● **PROBLEM TO WORK ON**
Can you return every one of the entries below word for word, line by line, with nothing changed?
# start of DATASET
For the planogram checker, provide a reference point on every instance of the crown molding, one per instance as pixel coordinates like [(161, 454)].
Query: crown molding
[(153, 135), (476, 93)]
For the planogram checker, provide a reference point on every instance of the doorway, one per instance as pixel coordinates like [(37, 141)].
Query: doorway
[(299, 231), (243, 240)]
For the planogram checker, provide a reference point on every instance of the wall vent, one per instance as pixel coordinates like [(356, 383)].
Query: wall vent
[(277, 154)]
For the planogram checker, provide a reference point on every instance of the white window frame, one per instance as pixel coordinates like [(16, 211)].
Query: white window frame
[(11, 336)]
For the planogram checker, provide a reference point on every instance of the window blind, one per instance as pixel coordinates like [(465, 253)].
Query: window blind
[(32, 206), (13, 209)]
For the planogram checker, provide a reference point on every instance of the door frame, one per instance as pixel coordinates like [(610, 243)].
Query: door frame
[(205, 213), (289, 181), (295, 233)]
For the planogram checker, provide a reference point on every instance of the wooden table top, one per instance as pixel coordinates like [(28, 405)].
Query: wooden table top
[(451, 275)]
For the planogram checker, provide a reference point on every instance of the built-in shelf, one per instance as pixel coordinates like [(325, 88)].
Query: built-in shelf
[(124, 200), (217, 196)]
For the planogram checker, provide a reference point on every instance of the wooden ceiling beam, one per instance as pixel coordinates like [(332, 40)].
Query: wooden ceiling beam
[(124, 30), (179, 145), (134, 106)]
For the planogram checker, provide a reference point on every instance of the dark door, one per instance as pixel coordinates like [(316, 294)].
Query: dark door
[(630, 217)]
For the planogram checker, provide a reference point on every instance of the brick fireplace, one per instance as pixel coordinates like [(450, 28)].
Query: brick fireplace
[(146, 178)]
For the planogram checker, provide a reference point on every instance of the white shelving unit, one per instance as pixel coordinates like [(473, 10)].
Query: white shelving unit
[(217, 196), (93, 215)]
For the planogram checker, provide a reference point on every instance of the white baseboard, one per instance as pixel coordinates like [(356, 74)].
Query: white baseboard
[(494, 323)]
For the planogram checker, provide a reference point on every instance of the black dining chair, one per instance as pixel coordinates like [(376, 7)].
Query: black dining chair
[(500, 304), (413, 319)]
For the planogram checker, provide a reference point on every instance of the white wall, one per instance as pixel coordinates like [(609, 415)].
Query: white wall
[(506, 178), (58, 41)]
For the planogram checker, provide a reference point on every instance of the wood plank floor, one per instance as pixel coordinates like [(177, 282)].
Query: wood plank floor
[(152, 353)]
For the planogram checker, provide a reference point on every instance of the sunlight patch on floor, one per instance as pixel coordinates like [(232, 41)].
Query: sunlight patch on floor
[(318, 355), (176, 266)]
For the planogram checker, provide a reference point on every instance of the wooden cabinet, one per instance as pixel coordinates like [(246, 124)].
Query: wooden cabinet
# end of DATASET
● **FINISHED ANSWER**
For the planogram checker, provide a reference point on every instance of the crown molding, one per instance as pixel coordinates like [(161, 454)].
Query: crown molding
[(153, 135), (476, 93)]
For the planogram checker, provide a reference point on every instance of the doorway, one per instance as pixel coordinates like [(37, 141)].
Query: doorway
[(299, 231), (243, 240)]
For the planogram checker, provide a reference point on every instance of the wall vent, one per instance as pixel coordinates like [(356, 383)].
Query: wall vent
[(277, 154)]
For the planogram checker, provide a reference point on every instance of the white window frame, one per instance as pixel coordinates like [(16, 211)].
Query: white window frame
[(11, 336)]
For the planogram checker, provide a reference point on every instance of the window blind, one per instance as pixel coordinates like [(465, 253)].
Query: window blind
[(32, 206), (13, 209)]
For the planogram checker, provide a reference point on every instance of the door frame, one per instance as pixel coordinates like [(610, 243)].
Query: door frame
[(205, 213), (289, 181), (295, 233)]
For the planogram checker, provide a reference point on every instance of the wooden table top, one per instance as pixel coordinates like [(28, 405)].
Query: wooden table top
[(451, 275)]
For the planogram checker, provide a reference point on every instance of the built-in shelf, one per instance as pixel coordinates like [(325, 88)].
Query: built-in shelf
[(124, 200), (217, 196)]
For the planogram checker, provide a reference point on every instance of the wooden ceiling beam, one per instance as pixel coordinates like [(332, 40)].
Query: wooden ceiling beam
[(124, 30), (179, 145), (134, 106)]
For the planogram checker, provide a reference point on every instance of the dark door, one per instance as pixel coordinates like [(316, 294)].
Query: dark door
[(630, 217)]
For the planogram checker, provide a reference point on every instance of the brick fireplace, one per instance as pixel coordinates like [(450, 28)].
Query: brick fireplace
[(146, 178)]
For the planogram checker, provide a reference point on every instance of the white shelving unit, one per instance as pixel coordinates like [(473, 10)].
Query: white shelving unit
[(217, 196), (93, 215)]
For the planogram checker, provide a reference point on every instance of the white baseboard, one per instance as pixel coordinates like [(356, 74)].
Query: white baseboard
[(494, 323)]
For the planogram checker, provide a reference point on every instance of the black dining chair, one per instance as pixel coordinates like [(376, 7)].
Query: black dining chair
[(500, 304), (413, 319)]
For the planogram checker, provide a reference point on every instance of the white wall, one per instance as pixel coordinates like [(609, 415)].
Query: white wall
[(506, 178), (58, 41)]
For the planogram checker, provide a reference point on every instance of the wood plank floor, one per instance as pixel coordinates like [(177, 282)].
Query: wood plank floor
[(152, 353)]
For the planogram checker, provide a reference point on every instance of the sunlight patch on floor, one per instance as pixel coordinates like [(232, 41)].
Query: sunlight patch on floor
[(318, 355), (176, 266)]
For the planogram checker, provide a reference point on every instance of the wooden cabinet, one per instance as pixel coordinates like [(246, 124)].
Query: wooden cabinet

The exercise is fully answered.